Copy each line of the entries that includes the word "wall".

Listed records –
┄┄┄┄┄┄┄┄┄┄┄┄┄┄┄┄┄┄┄┄

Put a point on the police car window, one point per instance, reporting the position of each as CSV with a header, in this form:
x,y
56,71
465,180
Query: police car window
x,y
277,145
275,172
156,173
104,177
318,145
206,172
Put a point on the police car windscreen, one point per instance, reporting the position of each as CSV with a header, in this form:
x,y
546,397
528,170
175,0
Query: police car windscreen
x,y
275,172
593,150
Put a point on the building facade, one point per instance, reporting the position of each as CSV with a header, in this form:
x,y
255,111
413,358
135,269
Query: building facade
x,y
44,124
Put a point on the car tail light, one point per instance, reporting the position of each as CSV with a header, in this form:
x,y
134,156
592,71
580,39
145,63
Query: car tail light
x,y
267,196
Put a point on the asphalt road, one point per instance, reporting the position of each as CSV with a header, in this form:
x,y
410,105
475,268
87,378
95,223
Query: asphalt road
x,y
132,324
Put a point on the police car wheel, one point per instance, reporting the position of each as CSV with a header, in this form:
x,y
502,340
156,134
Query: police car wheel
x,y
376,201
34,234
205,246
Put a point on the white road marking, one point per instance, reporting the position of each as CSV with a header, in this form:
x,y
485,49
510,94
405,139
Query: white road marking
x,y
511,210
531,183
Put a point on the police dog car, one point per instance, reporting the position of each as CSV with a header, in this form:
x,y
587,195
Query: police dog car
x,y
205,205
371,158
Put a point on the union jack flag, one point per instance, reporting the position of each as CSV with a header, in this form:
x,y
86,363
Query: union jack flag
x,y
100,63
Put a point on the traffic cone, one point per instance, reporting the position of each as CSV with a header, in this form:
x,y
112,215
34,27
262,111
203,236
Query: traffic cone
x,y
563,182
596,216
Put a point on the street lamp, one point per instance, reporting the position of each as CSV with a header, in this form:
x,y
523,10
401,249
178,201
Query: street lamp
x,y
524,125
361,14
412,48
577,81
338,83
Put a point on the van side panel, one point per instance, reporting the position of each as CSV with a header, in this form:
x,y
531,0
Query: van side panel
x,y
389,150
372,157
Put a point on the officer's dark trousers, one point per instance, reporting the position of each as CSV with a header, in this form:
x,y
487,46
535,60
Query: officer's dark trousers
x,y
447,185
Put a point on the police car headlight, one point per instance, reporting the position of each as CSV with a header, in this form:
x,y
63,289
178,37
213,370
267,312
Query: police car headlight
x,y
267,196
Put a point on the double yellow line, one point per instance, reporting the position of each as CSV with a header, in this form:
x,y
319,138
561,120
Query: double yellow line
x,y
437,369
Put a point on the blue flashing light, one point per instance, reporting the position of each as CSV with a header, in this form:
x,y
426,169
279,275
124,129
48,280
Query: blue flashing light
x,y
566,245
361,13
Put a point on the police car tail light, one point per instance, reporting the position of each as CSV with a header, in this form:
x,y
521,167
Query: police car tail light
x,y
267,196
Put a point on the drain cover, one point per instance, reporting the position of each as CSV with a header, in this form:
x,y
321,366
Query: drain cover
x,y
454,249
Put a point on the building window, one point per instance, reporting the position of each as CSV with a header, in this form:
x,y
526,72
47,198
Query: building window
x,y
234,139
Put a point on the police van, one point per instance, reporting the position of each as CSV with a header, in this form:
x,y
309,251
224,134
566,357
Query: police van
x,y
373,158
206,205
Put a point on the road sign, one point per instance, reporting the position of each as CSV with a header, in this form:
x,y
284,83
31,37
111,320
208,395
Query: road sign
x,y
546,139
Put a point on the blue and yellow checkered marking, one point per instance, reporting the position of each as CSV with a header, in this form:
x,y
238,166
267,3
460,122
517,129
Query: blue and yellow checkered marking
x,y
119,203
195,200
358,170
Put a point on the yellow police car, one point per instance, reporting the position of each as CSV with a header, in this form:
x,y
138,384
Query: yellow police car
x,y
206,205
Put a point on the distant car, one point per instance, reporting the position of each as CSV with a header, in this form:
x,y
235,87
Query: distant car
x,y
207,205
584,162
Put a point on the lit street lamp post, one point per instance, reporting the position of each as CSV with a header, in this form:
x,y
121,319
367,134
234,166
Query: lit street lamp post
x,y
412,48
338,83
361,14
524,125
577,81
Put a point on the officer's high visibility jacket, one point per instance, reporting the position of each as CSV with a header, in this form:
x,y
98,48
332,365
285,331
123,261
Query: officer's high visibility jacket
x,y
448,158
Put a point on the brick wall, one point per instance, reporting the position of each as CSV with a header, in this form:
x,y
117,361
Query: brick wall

┄┄┄┄┄┄┄┄┄┄┄┄┄┄┄┄┄┄┄┄

Your solution –
Put a point on the brick wall, one point per instance, reporting the position of each as CSV with a header, in this form:
Query: brick wall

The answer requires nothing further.